Aim of the exercise >> Print every line of the items below word for word, with nothing changed, added, or left out.

Extracted material >>
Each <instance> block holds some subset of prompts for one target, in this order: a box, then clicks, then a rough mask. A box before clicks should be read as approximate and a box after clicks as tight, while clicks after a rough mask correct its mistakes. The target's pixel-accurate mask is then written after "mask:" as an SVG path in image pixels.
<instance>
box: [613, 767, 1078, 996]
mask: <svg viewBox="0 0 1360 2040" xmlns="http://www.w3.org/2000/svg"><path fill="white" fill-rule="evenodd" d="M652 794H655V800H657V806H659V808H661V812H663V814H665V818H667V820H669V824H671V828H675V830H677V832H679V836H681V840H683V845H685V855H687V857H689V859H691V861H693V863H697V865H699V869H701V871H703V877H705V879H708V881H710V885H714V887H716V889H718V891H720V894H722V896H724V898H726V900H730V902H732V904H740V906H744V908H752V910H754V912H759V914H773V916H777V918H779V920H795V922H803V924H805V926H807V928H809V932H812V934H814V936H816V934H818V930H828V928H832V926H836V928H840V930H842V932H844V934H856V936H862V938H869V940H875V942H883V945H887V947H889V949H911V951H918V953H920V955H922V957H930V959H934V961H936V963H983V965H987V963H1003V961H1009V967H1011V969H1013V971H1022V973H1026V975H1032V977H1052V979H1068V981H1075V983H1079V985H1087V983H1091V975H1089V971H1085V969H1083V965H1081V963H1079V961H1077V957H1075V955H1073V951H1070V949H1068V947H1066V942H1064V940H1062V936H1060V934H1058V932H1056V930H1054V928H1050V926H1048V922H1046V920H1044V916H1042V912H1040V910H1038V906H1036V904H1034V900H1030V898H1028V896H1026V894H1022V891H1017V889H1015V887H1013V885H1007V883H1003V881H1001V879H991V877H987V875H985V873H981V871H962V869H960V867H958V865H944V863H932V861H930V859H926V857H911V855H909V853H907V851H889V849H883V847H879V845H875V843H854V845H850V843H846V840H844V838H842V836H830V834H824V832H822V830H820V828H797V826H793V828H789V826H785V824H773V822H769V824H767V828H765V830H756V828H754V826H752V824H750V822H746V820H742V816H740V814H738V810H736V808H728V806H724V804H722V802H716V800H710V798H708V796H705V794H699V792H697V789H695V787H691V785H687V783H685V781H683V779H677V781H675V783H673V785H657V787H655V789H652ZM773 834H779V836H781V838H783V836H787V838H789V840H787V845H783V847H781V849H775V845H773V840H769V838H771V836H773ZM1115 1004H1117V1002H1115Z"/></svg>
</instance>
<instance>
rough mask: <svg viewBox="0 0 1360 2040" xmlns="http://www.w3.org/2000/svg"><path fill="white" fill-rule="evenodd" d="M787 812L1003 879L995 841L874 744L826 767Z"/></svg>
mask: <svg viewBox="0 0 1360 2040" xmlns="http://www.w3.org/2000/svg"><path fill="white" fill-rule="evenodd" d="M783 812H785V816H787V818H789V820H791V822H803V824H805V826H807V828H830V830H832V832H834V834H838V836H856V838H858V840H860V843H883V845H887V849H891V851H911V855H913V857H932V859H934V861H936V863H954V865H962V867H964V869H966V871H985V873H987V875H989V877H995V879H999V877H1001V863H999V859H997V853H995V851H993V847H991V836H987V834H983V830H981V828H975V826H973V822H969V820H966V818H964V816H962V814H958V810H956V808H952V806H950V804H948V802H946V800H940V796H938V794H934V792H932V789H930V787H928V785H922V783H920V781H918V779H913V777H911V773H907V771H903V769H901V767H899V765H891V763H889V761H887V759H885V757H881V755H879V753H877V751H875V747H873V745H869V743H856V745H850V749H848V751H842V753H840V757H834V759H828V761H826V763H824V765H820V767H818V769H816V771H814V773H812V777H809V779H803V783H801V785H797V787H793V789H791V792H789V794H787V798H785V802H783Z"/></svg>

Output of the exercise >>
Each <instance> block holds some subset of prompts for one target, in this order: a box, then clicks, then a rough mask. A box before clicks should be read as approximate and a box after clicks as tight, while clicks after a rough mask correct its mistakes. The target's pixel-accurate mask is then written after "mask:" as an SVG path in image pixels.
<instance>
box: [613, 767, 1078, 996]
mask: <svg viewBox="0 0 1360 2040" xmlns="http://www.w3.org/2000/svg"><path fill="white" fill-rule="evenodd" d="M652 794H655V800H657V806H659V808H661V812H663V814H665V818H667V820H669V824H671V828H675V830H677V832H679V836H681V840H683V845H685V855H687V857H689V859H691V861H693V863H697V865H699V869H701V871H703V877H705V879H708V881H710V885H714V887H716V889H718V891H720V894H722V896H724V898H726V900H730V902H732V904H740V906H744V908H752V910H754V912H759V914H773V916H777V918H779V920H795V922H803V924H805V926H807V928H809V932H812V934H814V936H816V934H818V930H828V928H832V926H836V928H840V930H842V932H844V934H856V936H862V938H869V940H875V942H883V945H887V947H889V949H911V951H918V953H920V955H922V957H930V959H934V961H936V963H983V965H987V963H1003V961H1009V967H1011V969H1013V971H1022V973H1026V975H1032V977H1052V979H1068V981H1075V983H1079V985H1087V983H1091V975H1089V971H1085V969H1083V965H1081V963H1079V961H1077V957H1075V955H1073V951H1070V949H1068V947H1066V942H1064V940H1062V936H1060V934H1058V932H1056V930H1054V928H1050V926H1048V922H1046V920H1044V916H1042V912H1040V910H1038V906H1036V904H1034V900H1030V898H1028V896H1026V894H1022V891H1017V889H1015V887H1013V885H1007V883H1003V881H1001V879H991V877H987V875H985V873H981V871H962V869H960V867H958V865H944V863H932V861H930V859H926V857H911V855H909V853H907V851H889V849H883V847H879V845H875V843H854V845H850V843H846V840H844V838H842V836H830V834H824V832H822V830H820V828H797V826H793V828H789V826H785V824H773V822H769V824H767V828H765V830H756V828H754V826H752V824H750V822H746V820H742V816H740V814H738V810H736V808H728V806H724V804H722V802H716V800H710V798H708V796H705V794H699V792H697V789H695V787H691V785H687V783H685V781H683V779H677V781H675V783H673V785H657V787H655V789H652ZM773 834H779V836H781V838H783V836H787V838H789V840H787V845H783V847H781V849H775V845H773V840H769V838H771V836H773ZM1115 1004H1117V1002H1115Z"/></svg>
</instance>
<instance>
rough mask: <svg viewBox="0 0 1360 2040" xmlns="http://www.w3.org/2000/svg"><path fill="white" fill-rule="evenodd" d="M787 812L1003 879L995 841L874 744L826 767Z"/></svg>
mask: <svg viewBox="0 0 1360 2040" xmlns="http://www.w3.org/2000/svg"><path fill="white" fill-rule="evenodd" d="M783 812H785V816H787V818H789V820H791V822H803V824H805V826H807V828H830V830H832V832H834V834H838V836H856V838H858V840H860V843H883V845H887V849H891V851H911V855H913V857H932V859H934V861H936V863H954V865H962V867H964V869H966V871H985V873H987V875H989V877H995V879H999V877H1001V863H999V859H997V853H995V851H993V847H991V836H987V834H983V830H981V828H975V826H973V822H969V820H966V818H964V816H962V814H958V810H956V808H952V806H950V804H948V802H946V800H940V796H938V794H934V792H932V789H930V787H928V785H922V783H920V781H918V779H913V777H911V773H907V771H903V769H901V767H899V765H891V763H889V761H887V759H885V757H881V755H879V753H877V751H875V747H873V745H869V743H856V745H850V749H848V751H842V753H840V757H834V759H828V761H826V763H824V765H820V767H818V769H816V771H814V773H812V777H809V779H803V783H801V785H797V787H793V789H791V792H789V794H787V798H785V802H783Z"/></svg>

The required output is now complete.